Could you copy, word for word, only the lines from the one containing "Keypoint guideline: for each instance of the white horse" through the last line of the records below, both included?

>> begin

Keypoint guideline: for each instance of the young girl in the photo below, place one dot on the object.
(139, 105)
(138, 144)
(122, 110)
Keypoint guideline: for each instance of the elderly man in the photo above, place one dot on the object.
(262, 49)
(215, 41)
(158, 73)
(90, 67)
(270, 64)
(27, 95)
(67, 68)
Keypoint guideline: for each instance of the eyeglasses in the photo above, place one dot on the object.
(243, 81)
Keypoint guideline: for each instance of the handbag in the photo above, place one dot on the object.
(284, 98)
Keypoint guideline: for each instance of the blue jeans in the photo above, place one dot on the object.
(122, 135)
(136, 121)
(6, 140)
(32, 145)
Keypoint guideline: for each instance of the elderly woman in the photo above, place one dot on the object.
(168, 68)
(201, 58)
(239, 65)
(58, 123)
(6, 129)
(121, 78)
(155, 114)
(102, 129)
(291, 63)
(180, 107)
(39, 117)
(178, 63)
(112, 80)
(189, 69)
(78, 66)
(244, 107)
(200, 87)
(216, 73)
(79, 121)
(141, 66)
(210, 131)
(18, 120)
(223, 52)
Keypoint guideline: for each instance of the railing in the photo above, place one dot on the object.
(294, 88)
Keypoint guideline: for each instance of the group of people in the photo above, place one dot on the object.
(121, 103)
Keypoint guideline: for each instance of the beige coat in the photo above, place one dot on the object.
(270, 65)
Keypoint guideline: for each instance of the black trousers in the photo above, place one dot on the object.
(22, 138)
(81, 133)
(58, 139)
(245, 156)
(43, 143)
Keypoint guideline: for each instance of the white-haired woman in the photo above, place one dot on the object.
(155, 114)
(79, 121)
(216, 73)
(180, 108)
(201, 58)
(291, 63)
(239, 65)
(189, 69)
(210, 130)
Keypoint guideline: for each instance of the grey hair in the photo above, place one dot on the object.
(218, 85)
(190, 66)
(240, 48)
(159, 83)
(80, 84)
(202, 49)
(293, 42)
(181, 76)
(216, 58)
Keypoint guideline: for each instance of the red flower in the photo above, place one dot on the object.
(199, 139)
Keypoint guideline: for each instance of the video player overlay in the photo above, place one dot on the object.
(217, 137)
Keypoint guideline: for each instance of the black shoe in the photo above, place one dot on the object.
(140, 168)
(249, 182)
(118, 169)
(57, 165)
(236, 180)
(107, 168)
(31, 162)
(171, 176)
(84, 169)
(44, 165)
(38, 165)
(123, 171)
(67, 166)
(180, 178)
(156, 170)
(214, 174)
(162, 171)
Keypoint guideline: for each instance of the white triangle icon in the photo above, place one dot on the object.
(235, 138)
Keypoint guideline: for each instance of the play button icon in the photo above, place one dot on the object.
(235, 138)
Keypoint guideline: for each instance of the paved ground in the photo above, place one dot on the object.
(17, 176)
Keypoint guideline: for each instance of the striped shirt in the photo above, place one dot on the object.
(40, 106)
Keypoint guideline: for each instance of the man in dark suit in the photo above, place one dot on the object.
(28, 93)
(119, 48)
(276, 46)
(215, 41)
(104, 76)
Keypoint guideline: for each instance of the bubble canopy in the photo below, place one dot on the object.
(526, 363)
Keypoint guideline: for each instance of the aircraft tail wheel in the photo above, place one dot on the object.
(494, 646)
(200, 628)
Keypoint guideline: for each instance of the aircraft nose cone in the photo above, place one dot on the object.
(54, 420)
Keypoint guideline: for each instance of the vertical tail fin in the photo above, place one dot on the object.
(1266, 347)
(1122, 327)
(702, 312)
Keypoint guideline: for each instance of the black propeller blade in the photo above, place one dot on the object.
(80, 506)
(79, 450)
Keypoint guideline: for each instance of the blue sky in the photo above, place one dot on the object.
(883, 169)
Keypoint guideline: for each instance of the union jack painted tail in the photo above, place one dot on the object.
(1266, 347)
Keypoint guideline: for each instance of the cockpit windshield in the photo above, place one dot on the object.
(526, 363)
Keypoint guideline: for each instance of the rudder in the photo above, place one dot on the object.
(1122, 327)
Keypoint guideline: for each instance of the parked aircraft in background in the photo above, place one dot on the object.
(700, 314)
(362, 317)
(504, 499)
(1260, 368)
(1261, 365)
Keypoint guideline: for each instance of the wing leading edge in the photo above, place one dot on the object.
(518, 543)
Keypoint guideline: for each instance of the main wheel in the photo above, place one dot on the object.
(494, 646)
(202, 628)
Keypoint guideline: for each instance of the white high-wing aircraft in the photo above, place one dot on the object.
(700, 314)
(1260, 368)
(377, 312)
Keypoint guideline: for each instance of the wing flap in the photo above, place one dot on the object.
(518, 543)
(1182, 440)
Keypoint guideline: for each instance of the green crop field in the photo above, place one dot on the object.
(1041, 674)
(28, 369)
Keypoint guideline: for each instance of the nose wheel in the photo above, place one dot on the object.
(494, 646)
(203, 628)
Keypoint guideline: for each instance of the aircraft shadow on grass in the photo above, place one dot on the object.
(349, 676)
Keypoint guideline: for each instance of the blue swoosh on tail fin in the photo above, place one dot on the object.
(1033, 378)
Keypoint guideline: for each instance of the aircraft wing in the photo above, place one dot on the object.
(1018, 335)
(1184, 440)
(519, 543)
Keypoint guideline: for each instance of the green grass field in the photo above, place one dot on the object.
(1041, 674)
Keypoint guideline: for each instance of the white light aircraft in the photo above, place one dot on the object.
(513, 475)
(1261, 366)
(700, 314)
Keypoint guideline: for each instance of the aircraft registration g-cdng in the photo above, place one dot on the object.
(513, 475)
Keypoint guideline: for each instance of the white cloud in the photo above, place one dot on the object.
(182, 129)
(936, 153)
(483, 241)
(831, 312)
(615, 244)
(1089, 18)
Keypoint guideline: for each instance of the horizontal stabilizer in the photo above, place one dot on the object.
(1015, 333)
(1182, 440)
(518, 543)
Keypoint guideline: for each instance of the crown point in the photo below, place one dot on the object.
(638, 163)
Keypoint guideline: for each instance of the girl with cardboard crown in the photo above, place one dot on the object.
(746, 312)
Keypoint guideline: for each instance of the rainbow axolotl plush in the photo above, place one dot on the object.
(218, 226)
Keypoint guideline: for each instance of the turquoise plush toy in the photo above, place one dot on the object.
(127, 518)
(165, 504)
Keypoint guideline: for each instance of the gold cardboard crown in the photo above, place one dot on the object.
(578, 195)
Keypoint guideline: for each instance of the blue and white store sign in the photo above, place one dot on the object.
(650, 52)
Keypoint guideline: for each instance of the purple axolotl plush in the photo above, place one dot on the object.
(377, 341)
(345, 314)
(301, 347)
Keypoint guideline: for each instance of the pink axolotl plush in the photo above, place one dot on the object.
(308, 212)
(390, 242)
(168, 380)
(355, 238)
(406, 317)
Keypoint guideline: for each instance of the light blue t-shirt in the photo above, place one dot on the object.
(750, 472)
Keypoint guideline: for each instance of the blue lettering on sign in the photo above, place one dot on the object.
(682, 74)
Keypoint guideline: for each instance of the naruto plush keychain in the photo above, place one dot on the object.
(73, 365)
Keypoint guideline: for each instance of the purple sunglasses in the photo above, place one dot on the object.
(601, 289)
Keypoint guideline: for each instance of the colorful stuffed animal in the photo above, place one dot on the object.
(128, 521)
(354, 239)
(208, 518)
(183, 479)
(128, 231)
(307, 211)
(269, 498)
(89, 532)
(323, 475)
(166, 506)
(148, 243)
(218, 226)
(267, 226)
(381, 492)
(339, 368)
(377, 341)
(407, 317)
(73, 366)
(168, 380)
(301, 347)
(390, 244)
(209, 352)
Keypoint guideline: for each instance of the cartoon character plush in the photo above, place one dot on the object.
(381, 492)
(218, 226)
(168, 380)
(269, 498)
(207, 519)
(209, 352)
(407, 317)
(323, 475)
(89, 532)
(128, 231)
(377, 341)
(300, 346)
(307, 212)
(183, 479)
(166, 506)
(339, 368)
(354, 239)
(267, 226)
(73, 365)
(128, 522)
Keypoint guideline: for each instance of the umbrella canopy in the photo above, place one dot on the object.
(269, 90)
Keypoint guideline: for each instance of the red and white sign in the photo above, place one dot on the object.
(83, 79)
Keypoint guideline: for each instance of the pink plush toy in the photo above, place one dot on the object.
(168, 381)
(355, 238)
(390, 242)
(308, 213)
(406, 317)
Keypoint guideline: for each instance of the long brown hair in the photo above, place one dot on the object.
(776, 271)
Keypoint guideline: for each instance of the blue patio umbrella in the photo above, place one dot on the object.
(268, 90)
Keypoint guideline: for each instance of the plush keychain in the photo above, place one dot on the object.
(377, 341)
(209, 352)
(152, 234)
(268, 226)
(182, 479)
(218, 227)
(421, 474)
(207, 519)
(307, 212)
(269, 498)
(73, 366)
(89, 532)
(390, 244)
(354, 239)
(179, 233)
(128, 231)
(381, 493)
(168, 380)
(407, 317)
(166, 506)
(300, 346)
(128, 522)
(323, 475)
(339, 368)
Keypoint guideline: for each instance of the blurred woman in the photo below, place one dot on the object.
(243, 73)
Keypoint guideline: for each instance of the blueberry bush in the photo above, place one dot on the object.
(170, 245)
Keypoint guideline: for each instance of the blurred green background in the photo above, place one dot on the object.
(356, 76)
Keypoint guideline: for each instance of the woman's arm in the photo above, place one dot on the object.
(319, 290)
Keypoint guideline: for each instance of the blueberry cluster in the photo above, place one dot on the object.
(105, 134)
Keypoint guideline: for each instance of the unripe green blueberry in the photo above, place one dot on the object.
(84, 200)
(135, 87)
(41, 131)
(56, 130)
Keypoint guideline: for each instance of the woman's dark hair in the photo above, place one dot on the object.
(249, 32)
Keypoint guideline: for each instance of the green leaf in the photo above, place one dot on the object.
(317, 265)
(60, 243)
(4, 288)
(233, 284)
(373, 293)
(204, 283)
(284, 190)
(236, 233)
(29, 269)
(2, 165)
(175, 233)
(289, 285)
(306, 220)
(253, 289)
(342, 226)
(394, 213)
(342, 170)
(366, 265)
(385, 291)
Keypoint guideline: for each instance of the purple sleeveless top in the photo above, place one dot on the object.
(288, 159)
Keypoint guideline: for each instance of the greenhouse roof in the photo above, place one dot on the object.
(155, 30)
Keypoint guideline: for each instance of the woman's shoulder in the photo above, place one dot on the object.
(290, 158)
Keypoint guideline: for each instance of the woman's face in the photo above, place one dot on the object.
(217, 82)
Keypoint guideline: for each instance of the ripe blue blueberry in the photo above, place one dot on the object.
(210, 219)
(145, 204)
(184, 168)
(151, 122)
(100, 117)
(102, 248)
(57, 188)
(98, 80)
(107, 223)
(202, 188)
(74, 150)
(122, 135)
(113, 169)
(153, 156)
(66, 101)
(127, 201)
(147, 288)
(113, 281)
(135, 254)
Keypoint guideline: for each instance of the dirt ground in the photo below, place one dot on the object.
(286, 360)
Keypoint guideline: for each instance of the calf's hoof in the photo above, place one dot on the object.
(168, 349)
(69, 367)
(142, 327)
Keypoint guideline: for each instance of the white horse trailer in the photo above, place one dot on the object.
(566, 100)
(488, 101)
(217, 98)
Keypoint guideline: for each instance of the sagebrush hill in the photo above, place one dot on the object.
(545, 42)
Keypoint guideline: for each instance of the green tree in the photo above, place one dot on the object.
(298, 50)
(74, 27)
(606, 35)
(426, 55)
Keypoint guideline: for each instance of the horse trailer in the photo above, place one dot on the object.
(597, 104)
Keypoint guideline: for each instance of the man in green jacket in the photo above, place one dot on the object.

>> end

Output of the exercise
Keypoint guideline: for each instance of the white horse trailer in the photo above, place one dot on the object.
(566, 100)
(488, 101)
(217, 98)
Keypoint guideline: for each instance of the sagebrush hill in the photo above, place one dot on the object.
(545, 42)
Keypoint guideline: for each instance of the green tree in the photo above, place one dot on the object.
(298, 50)
(74, 27)
(606, 35)
(426, 55)
Keypoint guideline: for each instance of the horse trailer in the photo above, place one dot on the object.
(597, 104)
Keypoint guideline: for each instance of the man in green jacket in the photo above, place one dot on the object.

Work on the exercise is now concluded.